[Data entries]
--- Start ---
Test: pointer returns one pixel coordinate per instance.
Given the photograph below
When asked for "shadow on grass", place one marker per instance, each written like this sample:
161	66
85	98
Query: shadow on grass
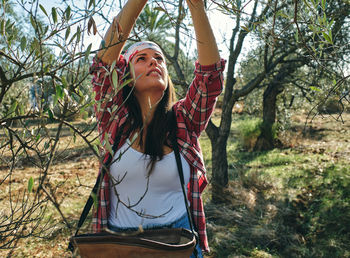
258	220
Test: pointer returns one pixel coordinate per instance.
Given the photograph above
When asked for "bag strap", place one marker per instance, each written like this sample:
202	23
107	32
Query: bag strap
181	174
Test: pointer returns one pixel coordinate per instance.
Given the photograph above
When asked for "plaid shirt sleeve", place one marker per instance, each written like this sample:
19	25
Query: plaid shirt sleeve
107	97
193	113
201	96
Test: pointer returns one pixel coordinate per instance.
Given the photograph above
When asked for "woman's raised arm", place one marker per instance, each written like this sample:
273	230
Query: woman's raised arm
114	39
208	52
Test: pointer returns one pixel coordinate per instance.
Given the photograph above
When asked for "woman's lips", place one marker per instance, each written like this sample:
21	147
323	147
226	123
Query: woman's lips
154	71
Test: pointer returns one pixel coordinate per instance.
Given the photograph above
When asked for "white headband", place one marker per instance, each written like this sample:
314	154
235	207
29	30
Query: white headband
139	46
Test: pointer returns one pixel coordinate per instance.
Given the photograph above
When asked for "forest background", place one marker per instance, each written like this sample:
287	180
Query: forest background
--- End ---
Copy out every line from the items above that contains the string "sample". Case counts.

When asked for "shadow on grass", place one marker per instance, each written like this sample:
When asked for "bag strap", place one marker per instance, each written like this sample:
When asked for "plaid shirt sleeve", place one marker per instance, each written like this sample:
When asked for "woman's raised arm", place one marker per instance, each written like this sample:
When asked for "woman's lips", place one marker per instance, each written like this sample:
When asked for "white headband", place one marker per instance, each written like this sample:
When asked for "forest background", place one marker per instance, each written like this sample:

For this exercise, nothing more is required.